What to produce:
Put the lines from the start of the material through the line holding "529;230;592;744", inclusive, into a numbered list, leaving out any blank lines.

(Data records)

---+---

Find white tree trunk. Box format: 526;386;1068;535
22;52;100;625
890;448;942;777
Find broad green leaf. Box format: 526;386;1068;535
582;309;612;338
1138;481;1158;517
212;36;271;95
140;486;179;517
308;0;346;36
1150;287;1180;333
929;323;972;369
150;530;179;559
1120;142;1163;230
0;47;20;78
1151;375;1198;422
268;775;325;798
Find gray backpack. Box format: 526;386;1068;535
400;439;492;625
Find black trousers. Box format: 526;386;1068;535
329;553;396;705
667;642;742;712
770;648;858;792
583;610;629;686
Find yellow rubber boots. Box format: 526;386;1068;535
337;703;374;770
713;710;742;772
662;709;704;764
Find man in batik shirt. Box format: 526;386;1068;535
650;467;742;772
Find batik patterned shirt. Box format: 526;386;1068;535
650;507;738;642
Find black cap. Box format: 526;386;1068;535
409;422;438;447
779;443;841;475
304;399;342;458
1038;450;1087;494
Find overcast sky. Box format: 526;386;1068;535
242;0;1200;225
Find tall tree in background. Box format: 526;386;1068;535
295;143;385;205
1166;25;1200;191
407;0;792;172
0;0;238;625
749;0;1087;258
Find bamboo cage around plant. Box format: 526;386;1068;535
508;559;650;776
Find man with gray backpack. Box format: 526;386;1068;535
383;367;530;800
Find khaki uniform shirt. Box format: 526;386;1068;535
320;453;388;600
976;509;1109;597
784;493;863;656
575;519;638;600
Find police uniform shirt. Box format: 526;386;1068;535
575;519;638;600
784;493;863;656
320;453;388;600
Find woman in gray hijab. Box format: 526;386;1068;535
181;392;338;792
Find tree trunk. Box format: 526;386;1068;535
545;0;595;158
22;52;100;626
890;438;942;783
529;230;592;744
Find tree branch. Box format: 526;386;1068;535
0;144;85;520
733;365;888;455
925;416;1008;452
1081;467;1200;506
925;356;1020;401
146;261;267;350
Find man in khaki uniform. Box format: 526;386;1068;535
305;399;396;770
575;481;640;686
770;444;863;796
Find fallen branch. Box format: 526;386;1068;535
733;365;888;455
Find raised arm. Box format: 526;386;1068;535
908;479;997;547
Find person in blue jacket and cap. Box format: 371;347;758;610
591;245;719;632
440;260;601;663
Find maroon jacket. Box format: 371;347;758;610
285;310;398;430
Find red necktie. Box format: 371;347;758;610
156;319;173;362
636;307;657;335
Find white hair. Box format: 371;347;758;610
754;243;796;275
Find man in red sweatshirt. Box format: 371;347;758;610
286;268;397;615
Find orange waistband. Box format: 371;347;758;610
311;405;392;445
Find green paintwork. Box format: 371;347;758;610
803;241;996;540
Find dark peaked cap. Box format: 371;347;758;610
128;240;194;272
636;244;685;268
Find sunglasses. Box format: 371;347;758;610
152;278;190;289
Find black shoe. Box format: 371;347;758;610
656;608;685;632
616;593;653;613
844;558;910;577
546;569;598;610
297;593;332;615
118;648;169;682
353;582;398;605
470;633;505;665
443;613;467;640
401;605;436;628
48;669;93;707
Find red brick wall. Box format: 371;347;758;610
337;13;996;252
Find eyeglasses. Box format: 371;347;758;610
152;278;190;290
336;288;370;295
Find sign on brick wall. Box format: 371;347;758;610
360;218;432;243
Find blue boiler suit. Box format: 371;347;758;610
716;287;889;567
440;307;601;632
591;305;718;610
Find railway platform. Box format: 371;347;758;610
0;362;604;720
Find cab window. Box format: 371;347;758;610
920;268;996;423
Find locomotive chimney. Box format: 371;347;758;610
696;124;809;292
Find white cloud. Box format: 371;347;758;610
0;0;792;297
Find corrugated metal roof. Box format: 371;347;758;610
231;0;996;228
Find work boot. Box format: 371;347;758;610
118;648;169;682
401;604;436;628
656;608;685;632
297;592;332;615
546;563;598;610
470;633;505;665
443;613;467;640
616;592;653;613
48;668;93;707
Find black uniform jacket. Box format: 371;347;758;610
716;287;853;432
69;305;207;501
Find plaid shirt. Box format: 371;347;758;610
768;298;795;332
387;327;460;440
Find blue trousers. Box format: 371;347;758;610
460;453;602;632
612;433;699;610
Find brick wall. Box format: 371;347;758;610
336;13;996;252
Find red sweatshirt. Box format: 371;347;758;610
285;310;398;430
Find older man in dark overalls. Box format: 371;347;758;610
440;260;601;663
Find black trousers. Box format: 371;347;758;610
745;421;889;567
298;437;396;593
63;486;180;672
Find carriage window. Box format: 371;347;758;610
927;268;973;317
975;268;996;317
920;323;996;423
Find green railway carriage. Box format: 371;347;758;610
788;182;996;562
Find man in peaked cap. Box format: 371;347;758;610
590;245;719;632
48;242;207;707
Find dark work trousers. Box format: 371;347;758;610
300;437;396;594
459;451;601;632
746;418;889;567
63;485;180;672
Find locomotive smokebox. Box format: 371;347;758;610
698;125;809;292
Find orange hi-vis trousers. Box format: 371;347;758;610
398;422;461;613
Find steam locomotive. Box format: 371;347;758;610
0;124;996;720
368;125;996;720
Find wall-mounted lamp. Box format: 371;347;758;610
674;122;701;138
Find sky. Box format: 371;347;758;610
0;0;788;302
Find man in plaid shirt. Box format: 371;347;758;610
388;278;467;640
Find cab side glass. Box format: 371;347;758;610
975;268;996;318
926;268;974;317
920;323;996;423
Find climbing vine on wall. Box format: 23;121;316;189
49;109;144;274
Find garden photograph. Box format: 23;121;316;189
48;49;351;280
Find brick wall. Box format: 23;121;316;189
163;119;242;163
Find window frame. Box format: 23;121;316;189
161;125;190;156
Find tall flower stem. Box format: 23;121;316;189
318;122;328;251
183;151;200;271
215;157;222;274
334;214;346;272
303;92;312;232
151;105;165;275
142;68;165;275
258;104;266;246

---+---

Solution below:
1. Find white tree trunk. Box format: 526;386;1068;535
2. 22;52;100;625
3. 890;448;942;777
4. Find broad green leaf. Box format: 526;386;1068;535
5. 582;309;612;338
6. 1138;481;1158;517
7. 212;36;271;95
8. 140;486;179;517
9. 308;0;346;36
10. 1150;287;1180;333
11. 929;323;972;369
12. 150;530;179;559
13. 1120;142;1163;230
14. 0;47;20;78
15. 1151;375;1198;422
16. 268;775;325;798
17. Find gray backpack. Box format: 526;386;1068;535
18. 400;439;492;625
19. Find black trousers. Box format: 526;386;1068;535
20. 329;553;396;705
21. 667;642;742;712
22. 770;648;858;792
23. 583;610;629;686
24. Find yellow rubber boots. Box format: 526;386;1068;535
25. 337;703;374;770
26. 713;710;742;772
27. 662;709;704;764
28. Find man in batik shirt. Box format: 526;386;1068;535
29. 650;467;742;772
30. Find batik patterned shirt. Box format: 526;386;1068;535
31. 650;507;738;642
32. Find black cap. Box format: 526;386;1068;535
33. 409;422;438;447
34. 779;443;841;475
35. 304;399;342;458
36. 1038;450;1087;494
37. Find overcast sky. Box format: 526;386;1068;535
38. 242;0;1200;225
39. Find tall tree in background. Box format: 526;386;1068;535
40. 295;143;385;205
41. 1166;25;1200;191
42. 407;0;792;172
43. 0;0;238;625
44. 749;0;1087;258
45. Find bamboo cage around plant. Box format: 526;386;1068;535
46. 508;559;650;776
47. Find man with gray backpack. Box format: 526;386;1068;535
48. 383;367;530;800
49. Find khaki uniform shirt. Box format: 526;386;1068;535
50. 320;453;388;600
51. 976;509;1109;597
52. 784;493;863;656
53. 575;519;638;600
54. Find police uniform shirt. Box format: 526;386;1068;535
55. 575;519;638;600
56. 784;493;863;656
57. 320;453;388;600
58. Find woman in gray hijab. Box format: 526;386;1068;535
59. 181;392;338;792
60. Find tree trunk. Box format: 526;386;1068;535
61. 545;0;595;158
62. 22;52;100;626
63. 890;438;942;783
64. 529;230;592;744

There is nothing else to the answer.